▸ **Do this**:
Format the listing as a Markdown table with columns Row and Line, numbering each line and leaving out blank lines. Include everything from the start of the listing down to the line containing "(425, 148), (467, 183)", that line included.

▸ **Data records**:
>> BEGIN

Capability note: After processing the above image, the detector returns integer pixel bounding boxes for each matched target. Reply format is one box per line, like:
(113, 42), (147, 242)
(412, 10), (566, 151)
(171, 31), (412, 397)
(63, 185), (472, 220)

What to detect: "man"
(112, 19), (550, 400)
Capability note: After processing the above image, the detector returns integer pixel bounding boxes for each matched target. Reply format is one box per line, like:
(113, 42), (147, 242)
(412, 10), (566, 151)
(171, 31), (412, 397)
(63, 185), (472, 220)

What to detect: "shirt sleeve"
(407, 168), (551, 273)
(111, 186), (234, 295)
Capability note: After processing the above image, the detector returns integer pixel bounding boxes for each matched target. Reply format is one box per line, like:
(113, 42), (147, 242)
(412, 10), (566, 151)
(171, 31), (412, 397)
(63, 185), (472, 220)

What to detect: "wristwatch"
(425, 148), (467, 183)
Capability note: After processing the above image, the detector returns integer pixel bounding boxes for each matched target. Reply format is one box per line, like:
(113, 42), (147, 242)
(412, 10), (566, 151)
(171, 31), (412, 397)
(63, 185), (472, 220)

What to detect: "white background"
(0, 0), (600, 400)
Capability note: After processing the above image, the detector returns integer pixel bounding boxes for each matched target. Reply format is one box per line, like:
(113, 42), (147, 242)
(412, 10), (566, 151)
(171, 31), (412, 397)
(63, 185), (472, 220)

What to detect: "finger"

>> END

▸ **Correct output**:
| Row | Line |
|---|---|
| 1 | Capability note: After processing the above image, the detector returns integer pixel bounding boxes for each matched target. Reply format is one box per line, like: |
| 2 | (113, 42), (147, 242) |
| 3 | (412, 10), (566, 151) |
| 4 | (171, 31), (412, 397) |
| 5 | (63, 185), (472, 220) |
| 6 | What to detect: "man" |
| 7 | (112, 19), (550, 400) |
| 8 | Capability note: After processing the above image, the detector returns integer pixel bounding boxes for each matched target. Reply format is one box per line, like: |
| 9 | (113, 42), (147, 242) |
| 10 | (412, 10), (566, 151) |
| 11 | (171, 31), (412, 397) |
| 12 | (63, 185), (472, 220) |
| 13 | What to detect: "shirt sleeve" |
| 14 | (407, 168), (551, 273) |
| 15 | (111, 186), (234, 295) |
| 16 | Capability note: After processing the above image, the detector returns integer pixel bounding boxes for each matched target. Reply format is one box per line, like: |
| 17 | (113, 42), (147, 242) |
| 18 | (412, 10), (566, 151) |
| 19 | (171, 31), (412, 397) |
| 20 | (63, 185), (472, 220) |
| 21 | What to detect: "wristwatch" |
| 22 | (425, 148), (467, 183) |